DOCUMENT TEXT:
━━━━━━━━━━━━━━━━━━━━━━━━━━━━━━

PORTLAND — Natural grocer Whole Foods filed a federal lawsuit Monday against the Federal Trade Commission, claiming the regulator violated its due process rights in a dispute over its acquisition of rival Wild Oats.
Whole Foods Market Inc. bought Wild Oats Markets Inc. of Boulder, Colo. in 2007 for $565 million. But since then, the deal has been embroiled in an antitrust challenge that has Austin, Texas-based Whole Foods' biggest acquisition in legal limbo.
The FTC thought the deal could create a natural food monopoly, but federal judges determined the acquisition could move forward. More than a year later, as Whole Foods was already swapping out signs and training staff, an appeals court decision threw it all back into question.
The commission is conducting administrative proceedings in the case that are scheduled to go to trial in February. The proceedings are intended to be an impartial inquiry into whether a deal violates antitrust laws.
But Austin, Texas-based Whole Foods said in a lawsuit filed in U.S. District Court for the District of Columbia on Monday that the FTC is hopelessly biased, has already prejudged the outcome of the case and can't be expected to oversee an impartial administrative proceeding.
The lawsuit argues that the commission also violated the company's due process rights by setting a rapid schedule for the trial that won't allow Whole Foods adequate time to prepare its defense.
Whole Foods wants the court to require the FTC to terminate its administrative trial. Instead, the company wants the case to be resolved finally in federal court.
Representatives from the FTC were not immediately available to comment.
Attorneys for Whole Foods said the suit is the first of its kind against the commission in nearly 50 years and it also challenges what some see as an inherent flaw in the way antitrust cases are handled in the U.S.

━━━━━━━━━━━━━━━━━━━━━━━━━━━━━━

ENTRIES SHOWN:
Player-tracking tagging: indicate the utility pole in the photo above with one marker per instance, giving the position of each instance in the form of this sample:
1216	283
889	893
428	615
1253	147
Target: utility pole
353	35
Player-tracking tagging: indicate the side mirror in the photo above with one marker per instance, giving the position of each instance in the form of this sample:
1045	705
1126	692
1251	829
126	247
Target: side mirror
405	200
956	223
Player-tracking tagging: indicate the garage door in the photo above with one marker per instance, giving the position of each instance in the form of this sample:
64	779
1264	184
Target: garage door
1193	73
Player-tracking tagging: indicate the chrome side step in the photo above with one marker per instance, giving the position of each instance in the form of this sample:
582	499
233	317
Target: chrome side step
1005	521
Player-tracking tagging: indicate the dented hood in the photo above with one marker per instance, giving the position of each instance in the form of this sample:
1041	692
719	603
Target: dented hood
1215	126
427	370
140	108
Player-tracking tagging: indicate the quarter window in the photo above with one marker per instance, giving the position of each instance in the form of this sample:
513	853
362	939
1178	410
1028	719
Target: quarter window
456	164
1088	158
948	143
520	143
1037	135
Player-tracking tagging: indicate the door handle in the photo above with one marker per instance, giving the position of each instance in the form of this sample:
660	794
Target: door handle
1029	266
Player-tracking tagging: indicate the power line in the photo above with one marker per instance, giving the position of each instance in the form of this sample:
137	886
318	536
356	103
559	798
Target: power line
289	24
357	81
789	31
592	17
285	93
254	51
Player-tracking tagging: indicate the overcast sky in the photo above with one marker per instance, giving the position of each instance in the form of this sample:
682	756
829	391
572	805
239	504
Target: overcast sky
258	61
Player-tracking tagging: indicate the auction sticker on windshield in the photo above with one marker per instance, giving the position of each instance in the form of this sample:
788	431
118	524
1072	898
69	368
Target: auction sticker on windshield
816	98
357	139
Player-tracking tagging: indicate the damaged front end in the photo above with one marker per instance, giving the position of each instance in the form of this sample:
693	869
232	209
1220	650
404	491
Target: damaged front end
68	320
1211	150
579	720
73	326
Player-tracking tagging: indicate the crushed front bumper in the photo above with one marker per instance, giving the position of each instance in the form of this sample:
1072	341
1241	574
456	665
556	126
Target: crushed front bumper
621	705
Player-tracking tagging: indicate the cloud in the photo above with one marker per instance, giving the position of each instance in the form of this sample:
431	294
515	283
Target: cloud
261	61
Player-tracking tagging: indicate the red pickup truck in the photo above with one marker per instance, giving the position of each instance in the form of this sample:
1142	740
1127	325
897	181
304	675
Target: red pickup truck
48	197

━━━━━━━━━━━━━━━━━━━━━━━━━━━━━━

EXERCISES:
1) Answer these questions about the article on Whole Foods' lawsuit against the FTC:
(a) How much did Whole Foods pay for Wild Oats?
(b) In which court did Whole Foods file its lawsuit?
(c) In what month is the FTC's administrative trial scheduled to begin?
2) Lay out the rows from the line with "Player-tracking tagging: indicate the crushed" through the last line of the rows as a Markdown table with the columns Number and Record line. Include both end lines and leave out blank lines.
The article and the rows come from separate sources.

SOLUTIONS FOR EACH TASK:
1)
(a) $565 million
(b) The U.S. District Court for the District of Columbia
(c) February

2)
| Number | Record line |
|---|---|
| 1 | Player-tracking tagging: indicate the crushed front bumper in the photo above with one marker per instance, giving the position of each instance in the form of this sample: |
| 2 | 1072	341 |
| 3 | 1241	574 |
| 4 | 456	665 |
| 5 | 556	126 |
| 6 | Target: crushed front bumper |
| 7 | 621	705 |
| 8 | Player-tracking tagging: indicate the cloud in the photo above with one marker per instance, giving the position of each instance in the form of this sample: |
| 9 | 431	294 |
| 10 | 515	283 |
| 11 | Target: cloud |
| 12 | 261	61 |
| 13 | Player-tracking tagging: indicate the red pickup truck in the photo above with one marker per instance, giving the position of each instance in the form of this sample: |
| 14 | 1142	740 |
| 15 | 1127	325 |
| 16 | 897	181 |
| 17 | 304	675 |
| 18 | Target: red pickup truck |
| 19 | 48	197 |